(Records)
::::::::

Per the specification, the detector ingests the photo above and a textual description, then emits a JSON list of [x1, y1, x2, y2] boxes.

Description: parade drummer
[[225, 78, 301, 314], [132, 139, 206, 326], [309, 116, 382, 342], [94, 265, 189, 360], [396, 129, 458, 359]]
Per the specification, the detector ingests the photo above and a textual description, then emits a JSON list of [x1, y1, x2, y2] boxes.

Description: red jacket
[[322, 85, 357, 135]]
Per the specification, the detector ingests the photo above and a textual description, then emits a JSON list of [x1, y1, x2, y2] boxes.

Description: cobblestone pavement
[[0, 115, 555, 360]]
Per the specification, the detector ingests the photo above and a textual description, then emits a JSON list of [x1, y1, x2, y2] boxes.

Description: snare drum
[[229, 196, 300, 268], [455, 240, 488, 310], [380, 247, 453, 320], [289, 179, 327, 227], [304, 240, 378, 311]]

::::::::

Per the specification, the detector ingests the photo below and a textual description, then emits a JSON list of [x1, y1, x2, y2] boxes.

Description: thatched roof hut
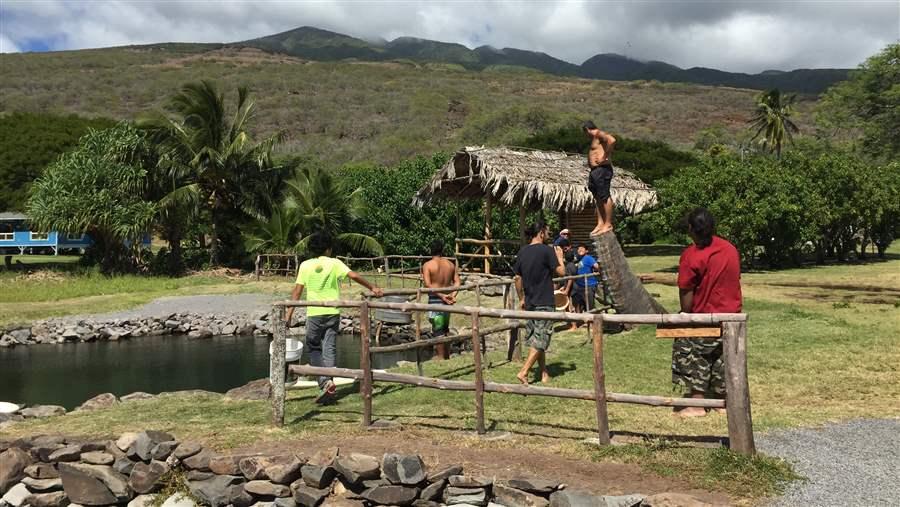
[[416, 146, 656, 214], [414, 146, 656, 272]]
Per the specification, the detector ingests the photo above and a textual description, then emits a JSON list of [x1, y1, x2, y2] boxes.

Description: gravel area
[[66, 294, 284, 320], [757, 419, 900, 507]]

::::::::

# The exercise:
Write the entries out again, beginning at the line that contains "Per the specification, the detector ingests the photo below" and stopping after the line that contains "[[66, 294, 284, 320], [757, 419, 900, 507]]". Keep the requests, shift every bounding-box coordinate in the answers up by 11, and leave out the pictures.

# Final result:
Per the specification, the detector ingests the photo below and a textual description, then emits a JSON list of [x1, y1, x2, y2] boxes.

Description: thatched roof hut
[[427, 157, 667, 225], [425, 157, 667, 283]]
Per the specification, the detector ingests the photo above and a textual description, then emits a JSON list of [x1, y1, x2, y2] boxes.

Description: gravel area
[[77, 305, 295, 331], [768, 430, 911, 518]]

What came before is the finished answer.